** ОТРЫВОК ТЕКСТА **
Это он Станиславскому. И похулиганить горазд:
«На Страстной неделе у меня приключилось геморроидальное кровотечение, от которого я до сих пор не могу прийти в себя. На Святой неделе в Ялте был Художественный театр, от которого я тоже никак не могу прийти в себя…»
Вот хулиган! Вот прелесть!
* * *
— Стихов-то у меня… лирики… про любовь нет… Хоть шаром покати… — сказал Есенин. — Плохо это… Влюбиться надо… Лирически бы… Только вот не знаю в кого.
Он никогда не умел писать и не писал без жизненной подкладки.
На его счастье, в тот же день Никритина вернулась домой после вечерней репетиции с приятельницей своей Гутей Миклашевской, первой красавицей Камерного театра.
Большая, статная. Мягко покачивались бедра на длинных ногах.
Не полная, не тонкая. Античная, я бы сказал. Ну, Афродита, что ли. Голова, нос, рот, уши — точеные. Волосы цвета воробьиного крыла. Впоследствии Есенин в стихах позолотил их. Глаза, поражающие в своем широком и свободном разрезе, безукоризненном по рисунку. Негромко говорила, негромко смеялась. Да нет, пожалуй, только пленительно улыбалась.
Пушкин, казалось, угадал ее:
Стыдливо холодна, восторгу моему
Едва ответствуешь, не внемлешь ничему,
И разгораешься потом все боле, боле -
И делишь, наконец, мой пламень поневоле.
Александр Сергеевич не счел приличным напечатать эти свои отличные стихи, так как написал их о собственной жене.
У Сергея Александровича были другие этические правила.
Излюбили тебя, измызгали.
Невтерпеж.
Что ж ты смотришь так синими брызгами?
Или в морду хошь?
Эти стихи, тоже написанные о жене законной, зарегистрированной, об Айседоре Дункан, Есенин, разумеется, напечатал. И слава Богу! У каждого века своя повадка.
На другой же день после знакомства с Миклашевской Есенин читал мне:
В первый раз я запел о любви…
Это была чистая правда.
А ночью он читал в ресторане — своей музе из Камерного театра:
Мне бы только смотреть на тебя;
Видеть глаз злато-карий омут,
И чтоб, прошлое не любя,
Ты уйти не смогла к другому.
У Миклашевской был муж или кто-то вроде мужа — «приходящий», как говорили тогда. Она любила его — этого лысеющего профессионального танцора. Различие между приходящей домработницей и приходящим мужем в том, что домработница является на службу ежедневно, а приходящий муж — раза два в неделю.

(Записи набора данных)
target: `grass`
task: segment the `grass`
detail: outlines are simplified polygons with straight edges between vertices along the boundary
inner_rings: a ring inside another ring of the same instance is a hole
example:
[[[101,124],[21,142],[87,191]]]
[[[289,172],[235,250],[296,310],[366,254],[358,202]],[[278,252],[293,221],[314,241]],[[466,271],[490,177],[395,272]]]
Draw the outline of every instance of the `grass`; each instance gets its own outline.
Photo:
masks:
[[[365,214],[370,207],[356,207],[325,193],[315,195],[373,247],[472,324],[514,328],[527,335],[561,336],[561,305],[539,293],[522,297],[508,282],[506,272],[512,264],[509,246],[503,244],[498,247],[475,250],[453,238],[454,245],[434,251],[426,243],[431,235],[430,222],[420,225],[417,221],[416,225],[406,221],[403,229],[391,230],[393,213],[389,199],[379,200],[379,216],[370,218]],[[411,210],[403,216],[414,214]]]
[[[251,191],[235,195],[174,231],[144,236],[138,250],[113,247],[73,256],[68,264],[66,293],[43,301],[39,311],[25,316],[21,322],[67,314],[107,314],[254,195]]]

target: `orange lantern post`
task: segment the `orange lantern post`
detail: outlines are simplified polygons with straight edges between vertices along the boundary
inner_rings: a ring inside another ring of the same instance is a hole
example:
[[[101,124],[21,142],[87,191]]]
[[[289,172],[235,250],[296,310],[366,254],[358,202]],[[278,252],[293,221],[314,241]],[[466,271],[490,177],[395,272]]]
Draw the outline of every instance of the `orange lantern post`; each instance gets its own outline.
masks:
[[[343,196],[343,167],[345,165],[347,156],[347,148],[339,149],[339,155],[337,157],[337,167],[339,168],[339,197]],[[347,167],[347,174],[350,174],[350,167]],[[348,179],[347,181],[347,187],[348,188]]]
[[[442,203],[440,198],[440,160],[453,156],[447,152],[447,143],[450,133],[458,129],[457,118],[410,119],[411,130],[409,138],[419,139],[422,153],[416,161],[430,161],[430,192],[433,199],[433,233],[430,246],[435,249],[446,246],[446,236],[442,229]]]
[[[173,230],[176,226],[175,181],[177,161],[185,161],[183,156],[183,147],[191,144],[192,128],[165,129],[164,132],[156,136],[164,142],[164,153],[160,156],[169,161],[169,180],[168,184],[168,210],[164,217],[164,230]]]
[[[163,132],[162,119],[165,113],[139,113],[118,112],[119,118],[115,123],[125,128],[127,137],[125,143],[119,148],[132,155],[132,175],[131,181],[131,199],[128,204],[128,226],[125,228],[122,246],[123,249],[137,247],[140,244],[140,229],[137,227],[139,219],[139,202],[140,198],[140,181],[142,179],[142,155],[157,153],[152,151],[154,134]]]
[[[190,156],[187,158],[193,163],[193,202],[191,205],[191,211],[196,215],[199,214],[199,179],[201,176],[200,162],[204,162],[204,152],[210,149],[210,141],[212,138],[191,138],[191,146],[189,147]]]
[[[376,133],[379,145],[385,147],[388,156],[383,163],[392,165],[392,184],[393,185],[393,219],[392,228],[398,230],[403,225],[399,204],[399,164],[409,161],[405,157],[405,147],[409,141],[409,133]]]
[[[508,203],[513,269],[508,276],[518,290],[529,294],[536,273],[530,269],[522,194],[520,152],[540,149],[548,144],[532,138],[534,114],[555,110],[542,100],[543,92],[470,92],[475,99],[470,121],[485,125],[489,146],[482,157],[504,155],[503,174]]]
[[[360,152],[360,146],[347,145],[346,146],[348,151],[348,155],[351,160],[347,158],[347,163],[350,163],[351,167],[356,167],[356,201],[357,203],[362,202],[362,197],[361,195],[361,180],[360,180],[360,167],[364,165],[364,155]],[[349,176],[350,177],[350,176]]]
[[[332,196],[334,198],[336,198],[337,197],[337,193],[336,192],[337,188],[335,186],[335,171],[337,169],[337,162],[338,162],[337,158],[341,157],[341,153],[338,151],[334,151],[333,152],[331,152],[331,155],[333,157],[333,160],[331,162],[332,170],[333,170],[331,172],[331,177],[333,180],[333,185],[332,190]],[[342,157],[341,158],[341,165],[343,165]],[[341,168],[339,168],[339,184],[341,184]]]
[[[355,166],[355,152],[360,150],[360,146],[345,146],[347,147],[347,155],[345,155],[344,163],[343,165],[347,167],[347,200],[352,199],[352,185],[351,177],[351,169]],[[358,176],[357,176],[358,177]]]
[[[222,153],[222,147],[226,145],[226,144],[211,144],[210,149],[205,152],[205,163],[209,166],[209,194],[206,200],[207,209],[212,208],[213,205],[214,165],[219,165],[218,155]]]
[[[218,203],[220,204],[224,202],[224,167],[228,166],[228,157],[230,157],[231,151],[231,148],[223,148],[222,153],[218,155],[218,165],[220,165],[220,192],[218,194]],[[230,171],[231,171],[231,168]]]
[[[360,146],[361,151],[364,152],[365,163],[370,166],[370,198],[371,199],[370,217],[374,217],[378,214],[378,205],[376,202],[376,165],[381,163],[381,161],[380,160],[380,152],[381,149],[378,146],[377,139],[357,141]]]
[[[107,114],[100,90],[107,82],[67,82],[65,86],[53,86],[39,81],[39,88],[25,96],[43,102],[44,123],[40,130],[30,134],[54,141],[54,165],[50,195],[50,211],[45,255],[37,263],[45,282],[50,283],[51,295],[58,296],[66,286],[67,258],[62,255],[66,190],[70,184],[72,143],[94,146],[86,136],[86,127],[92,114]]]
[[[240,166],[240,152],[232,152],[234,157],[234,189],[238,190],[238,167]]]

** ЗАДАНИЕ A **
Перепиши без изменений кусок воспоминаний о Есенине от «Не полная, не» до «мой пламень поневоле.» включительно.
** ЗАДАНИЕ B **
Продолжи воспоминания о Есенине, начав сразу после их последней фразы.

** ОТВЕТ A **
Не полная, не тонкая. Античная, я бы сказал. Ну, Афродита, что ли. Голова, нос, рот, уши — точеные. Волосы цвета воробьиного крыла. Впоследствии Есенин в стихах позолотил их. Глаза, поражающие в своем широком и свободном разрезе, безукоризненном по рисунку. Негромко говорила, негромко смеялась. Да нет, пожалуй, только пленительно улыбалась.
Пушкин, казалось, угадал ее:
Стыдливо холодна, восторгу моему
Едва ответствуешь, не внемлешь ничему,
И разгораешься потом все боле, боле -
И делишь, наконец, мой пламень поневоле.

** ОТВЕТ B **
Приезжая к Миклашевской со своими новыми стихами, Есенин раза три-четыре встретился с танцором. Безумно ревнивый, Есенин совершенно не ревновал к нему. Думается, по той причине, что роман-то у него был без романа. Странно, почти невероятно, но это так.
По-смешному я сердцем влип.
Я по-глупому мысли занял.
Твой иконный и строгий лик
По часовням висел в Рязани.
Я на эти иконы плевал,
Чтил я грубость и крик в повесе,
А теперь вдруг растут слова
Самых нежных и кротких песен.
Это все произошло после возвращения Есенина из Америки, после развода с Изадорой Дункан. Пил он уже много и нехорошо. Но при своей музе из Камерного театра очень старался быть «дистенгэ», как любил сказануть, привезя из-за границы несколько иностранных слов.
— Подайте шампань!… — так теперь заказывал он в ресторане «Советское шампанское».
Пускай ты выпита другим,
Но мне осталось, мне осталось
Твоих волос стеклянный дым
И глаз осенняя усталость.
О возраст осени! Он мне
Дороже юности и лета.
Ты стала нравиться вдвойне
Воображению поэта.
Миклашевскаяобыла несколько старше Есенина.
И мне в окошко постучал
Сентябрь багряной веткой ивы,
Чтоб я готов был и встречал
Его приход неприхотливый.
Есенину было двадцать восемь.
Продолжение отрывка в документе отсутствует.